Exercise aim
Each line of the listing where "chimney" appears should be reported.

================================

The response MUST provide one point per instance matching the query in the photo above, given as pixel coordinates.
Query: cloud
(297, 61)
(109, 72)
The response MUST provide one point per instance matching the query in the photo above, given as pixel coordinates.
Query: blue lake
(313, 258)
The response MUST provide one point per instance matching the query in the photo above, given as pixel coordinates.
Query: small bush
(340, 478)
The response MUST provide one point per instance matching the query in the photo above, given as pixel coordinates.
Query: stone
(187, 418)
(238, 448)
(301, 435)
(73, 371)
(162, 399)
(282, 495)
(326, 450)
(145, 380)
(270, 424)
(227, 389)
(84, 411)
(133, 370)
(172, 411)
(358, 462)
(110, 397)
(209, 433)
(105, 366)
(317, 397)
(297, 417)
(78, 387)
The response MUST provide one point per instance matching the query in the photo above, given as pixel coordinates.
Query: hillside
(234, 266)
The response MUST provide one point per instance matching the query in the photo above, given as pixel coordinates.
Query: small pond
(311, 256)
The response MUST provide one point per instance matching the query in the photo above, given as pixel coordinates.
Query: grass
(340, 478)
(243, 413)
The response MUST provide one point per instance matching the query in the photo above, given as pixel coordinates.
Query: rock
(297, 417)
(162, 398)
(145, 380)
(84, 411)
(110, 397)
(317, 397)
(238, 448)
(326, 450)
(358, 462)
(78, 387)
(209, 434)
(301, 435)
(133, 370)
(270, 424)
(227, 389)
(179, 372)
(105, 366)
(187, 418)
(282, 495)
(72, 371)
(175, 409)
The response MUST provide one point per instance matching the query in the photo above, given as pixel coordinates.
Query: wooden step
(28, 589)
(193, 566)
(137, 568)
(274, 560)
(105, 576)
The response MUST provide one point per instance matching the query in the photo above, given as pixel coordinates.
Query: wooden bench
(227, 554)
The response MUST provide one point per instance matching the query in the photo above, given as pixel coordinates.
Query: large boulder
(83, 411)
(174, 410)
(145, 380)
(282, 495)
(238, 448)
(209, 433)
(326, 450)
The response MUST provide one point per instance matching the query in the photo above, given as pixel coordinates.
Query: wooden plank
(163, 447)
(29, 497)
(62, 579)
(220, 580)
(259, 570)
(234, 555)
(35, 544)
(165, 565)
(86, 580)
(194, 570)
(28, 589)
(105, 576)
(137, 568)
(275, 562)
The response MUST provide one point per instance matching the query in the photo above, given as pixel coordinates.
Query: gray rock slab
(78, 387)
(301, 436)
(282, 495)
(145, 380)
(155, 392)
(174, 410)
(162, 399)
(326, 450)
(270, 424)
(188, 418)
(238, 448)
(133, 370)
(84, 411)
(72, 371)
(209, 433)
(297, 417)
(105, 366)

================================

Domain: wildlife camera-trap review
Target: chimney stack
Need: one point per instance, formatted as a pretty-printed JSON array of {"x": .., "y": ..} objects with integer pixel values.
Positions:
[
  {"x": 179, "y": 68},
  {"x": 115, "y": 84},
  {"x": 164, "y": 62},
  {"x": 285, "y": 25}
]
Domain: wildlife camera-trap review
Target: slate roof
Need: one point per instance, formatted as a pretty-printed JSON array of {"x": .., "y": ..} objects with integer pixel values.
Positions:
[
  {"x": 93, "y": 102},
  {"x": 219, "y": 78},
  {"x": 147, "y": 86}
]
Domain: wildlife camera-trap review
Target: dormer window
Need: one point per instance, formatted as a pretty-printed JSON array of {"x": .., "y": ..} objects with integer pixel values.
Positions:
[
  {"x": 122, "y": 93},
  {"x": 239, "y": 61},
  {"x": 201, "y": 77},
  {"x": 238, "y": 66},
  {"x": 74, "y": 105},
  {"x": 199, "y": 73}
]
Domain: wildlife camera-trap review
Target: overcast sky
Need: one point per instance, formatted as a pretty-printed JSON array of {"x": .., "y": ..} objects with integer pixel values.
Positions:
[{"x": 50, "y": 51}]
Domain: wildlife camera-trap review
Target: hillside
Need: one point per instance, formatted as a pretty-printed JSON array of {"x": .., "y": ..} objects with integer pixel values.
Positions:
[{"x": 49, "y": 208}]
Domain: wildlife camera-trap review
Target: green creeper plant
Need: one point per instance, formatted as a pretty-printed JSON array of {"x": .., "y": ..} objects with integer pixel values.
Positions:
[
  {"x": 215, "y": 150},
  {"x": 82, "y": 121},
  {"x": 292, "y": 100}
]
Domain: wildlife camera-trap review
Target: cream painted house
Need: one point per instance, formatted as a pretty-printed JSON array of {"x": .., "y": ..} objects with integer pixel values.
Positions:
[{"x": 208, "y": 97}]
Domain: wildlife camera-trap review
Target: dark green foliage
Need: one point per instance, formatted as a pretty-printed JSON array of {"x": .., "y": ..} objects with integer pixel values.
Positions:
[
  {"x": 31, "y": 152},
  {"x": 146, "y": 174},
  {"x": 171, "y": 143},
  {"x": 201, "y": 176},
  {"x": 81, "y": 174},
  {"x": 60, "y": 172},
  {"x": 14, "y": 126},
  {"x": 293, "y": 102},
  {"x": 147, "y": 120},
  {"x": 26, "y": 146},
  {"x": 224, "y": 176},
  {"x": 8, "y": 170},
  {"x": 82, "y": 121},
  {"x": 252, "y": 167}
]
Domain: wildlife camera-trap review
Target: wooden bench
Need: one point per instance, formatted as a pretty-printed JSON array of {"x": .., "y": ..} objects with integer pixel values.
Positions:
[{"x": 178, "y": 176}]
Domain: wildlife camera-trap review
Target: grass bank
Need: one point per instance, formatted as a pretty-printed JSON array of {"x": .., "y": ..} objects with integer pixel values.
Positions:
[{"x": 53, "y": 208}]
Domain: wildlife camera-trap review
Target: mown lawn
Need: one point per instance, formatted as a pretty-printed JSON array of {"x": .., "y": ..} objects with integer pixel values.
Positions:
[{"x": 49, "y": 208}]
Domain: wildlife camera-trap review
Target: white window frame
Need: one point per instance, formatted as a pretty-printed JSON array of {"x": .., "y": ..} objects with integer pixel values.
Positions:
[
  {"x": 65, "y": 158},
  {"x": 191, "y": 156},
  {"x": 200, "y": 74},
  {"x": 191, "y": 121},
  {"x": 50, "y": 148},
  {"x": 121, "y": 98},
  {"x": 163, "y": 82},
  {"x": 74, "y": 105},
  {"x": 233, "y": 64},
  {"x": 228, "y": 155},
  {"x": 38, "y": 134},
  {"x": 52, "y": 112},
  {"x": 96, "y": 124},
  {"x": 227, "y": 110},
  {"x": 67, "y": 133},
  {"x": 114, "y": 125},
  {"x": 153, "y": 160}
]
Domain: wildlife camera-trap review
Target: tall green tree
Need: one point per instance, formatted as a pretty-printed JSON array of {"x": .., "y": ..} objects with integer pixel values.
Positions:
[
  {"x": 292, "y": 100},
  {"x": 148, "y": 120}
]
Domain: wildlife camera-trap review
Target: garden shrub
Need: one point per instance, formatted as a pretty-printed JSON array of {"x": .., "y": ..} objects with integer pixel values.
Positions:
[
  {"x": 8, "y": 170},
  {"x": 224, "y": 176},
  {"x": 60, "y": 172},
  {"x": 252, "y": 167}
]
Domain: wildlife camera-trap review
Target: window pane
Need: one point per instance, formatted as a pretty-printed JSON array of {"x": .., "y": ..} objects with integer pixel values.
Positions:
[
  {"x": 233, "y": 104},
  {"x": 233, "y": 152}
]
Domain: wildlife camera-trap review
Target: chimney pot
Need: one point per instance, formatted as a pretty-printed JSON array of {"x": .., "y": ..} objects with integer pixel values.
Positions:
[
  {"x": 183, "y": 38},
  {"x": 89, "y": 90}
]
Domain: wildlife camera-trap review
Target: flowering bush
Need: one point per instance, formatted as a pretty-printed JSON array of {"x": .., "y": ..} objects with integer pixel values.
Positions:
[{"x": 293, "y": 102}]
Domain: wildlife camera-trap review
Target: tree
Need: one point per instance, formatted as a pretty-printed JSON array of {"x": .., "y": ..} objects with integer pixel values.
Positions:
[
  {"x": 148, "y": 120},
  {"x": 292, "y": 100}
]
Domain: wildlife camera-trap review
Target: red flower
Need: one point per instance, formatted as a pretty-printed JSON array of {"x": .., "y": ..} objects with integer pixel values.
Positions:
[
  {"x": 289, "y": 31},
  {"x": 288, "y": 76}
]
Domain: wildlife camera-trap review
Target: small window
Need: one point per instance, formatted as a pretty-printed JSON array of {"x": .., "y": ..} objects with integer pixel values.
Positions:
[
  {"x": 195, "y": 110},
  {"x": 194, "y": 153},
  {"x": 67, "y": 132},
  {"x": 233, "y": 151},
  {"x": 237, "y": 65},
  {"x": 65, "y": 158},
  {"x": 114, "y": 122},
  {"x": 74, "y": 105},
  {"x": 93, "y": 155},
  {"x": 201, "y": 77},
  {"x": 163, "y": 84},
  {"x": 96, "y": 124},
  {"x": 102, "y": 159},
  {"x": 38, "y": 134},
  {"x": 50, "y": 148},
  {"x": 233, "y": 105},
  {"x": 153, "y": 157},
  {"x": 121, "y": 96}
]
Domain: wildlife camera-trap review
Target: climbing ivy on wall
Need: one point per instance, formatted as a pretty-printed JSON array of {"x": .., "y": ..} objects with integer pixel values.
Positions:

================================

Problem solution
Target: chimney stack
Target: chimney pot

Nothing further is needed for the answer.